[[ INPUT open ]]
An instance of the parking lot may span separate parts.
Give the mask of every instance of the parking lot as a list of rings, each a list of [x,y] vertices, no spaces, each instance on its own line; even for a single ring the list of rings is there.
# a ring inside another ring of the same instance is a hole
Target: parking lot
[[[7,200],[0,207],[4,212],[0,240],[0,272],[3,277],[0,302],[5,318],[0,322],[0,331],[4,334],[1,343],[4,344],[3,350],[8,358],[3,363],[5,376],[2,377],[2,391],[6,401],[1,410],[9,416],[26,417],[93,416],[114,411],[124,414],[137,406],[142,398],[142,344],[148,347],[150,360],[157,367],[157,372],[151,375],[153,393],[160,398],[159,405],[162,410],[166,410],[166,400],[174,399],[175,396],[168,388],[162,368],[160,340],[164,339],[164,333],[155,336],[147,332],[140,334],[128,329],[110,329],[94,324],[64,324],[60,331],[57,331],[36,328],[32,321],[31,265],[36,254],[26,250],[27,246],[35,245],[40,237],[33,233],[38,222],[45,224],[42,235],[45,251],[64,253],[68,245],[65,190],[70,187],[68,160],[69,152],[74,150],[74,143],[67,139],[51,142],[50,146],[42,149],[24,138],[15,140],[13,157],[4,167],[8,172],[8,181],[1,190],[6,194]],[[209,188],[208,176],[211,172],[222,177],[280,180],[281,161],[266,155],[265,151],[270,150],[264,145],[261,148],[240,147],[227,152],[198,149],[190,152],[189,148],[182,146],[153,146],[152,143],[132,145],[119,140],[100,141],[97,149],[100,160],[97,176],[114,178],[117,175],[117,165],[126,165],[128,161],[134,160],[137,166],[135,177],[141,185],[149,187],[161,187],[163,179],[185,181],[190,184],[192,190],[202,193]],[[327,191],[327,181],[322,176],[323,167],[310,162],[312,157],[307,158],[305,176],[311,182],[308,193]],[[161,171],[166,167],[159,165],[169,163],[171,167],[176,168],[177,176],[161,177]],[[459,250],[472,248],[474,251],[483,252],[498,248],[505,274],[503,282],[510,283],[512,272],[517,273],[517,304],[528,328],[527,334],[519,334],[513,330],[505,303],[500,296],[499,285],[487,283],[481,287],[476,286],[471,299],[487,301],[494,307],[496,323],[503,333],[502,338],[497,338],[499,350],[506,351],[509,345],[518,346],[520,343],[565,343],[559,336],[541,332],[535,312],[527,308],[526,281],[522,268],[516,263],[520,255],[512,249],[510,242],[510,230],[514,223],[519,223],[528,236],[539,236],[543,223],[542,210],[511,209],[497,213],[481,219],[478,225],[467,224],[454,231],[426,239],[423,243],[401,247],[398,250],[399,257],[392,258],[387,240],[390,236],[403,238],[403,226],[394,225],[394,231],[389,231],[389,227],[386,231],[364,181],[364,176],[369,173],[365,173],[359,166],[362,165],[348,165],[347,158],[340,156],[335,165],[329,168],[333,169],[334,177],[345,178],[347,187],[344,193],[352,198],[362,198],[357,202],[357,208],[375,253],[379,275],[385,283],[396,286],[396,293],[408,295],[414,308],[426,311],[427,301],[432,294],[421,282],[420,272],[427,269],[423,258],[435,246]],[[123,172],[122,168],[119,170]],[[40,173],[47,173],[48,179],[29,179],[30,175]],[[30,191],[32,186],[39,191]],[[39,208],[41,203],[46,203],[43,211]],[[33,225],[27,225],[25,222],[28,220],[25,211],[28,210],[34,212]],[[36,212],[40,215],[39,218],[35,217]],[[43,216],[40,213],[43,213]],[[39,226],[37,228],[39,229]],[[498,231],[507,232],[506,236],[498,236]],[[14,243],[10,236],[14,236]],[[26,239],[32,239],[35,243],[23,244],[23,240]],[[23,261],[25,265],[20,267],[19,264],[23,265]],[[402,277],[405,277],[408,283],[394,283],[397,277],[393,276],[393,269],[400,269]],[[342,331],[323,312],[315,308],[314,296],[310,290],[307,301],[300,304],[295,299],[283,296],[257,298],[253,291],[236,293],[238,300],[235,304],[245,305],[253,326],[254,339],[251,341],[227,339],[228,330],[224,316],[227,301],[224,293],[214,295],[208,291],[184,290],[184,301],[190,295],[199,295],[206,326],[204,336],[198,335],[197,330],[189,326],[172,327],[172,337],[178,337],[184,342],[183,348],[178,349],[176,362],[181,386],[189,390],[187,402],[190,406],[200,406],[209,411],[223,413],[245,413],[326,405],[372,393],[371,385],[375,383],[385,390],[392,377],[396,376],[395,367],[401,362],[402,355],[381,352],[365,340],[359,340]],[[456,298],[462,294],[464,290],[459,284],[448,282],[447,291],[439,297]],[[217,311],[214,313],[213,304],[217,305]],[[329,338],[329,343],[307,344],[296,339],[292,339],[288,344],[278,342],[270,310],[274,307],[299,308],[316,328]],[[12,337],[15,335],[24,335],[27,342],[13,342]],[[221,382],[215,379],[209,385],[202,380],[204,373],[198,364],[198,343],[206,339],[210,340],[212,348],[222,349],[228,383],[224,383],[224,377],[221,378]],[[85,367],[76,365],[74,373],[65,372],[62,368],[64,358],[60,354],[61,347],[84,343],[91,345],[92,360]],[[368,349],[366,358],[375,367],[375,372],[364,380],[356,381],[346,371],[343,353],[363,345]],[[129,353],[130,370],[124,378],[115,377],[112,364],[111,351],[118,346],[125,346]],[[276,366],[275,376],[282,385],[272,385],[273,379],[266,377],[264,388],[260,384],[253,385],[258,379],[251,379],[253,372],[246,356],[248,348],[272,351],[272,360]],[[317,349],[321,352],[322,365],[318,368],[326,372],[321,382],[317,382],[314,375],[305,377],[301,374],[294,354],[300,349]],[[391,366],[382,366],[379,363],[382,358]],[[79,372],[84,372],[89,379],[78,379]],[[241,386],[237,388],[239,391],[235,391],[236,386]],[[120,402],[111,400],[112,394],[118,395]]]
[[ INPUT closed ]]
### BRIEF
Looking over the entries above, how many lines contain the string "instance"? State the number and nothing else.

### ANSWER TO THE EXERCISE
3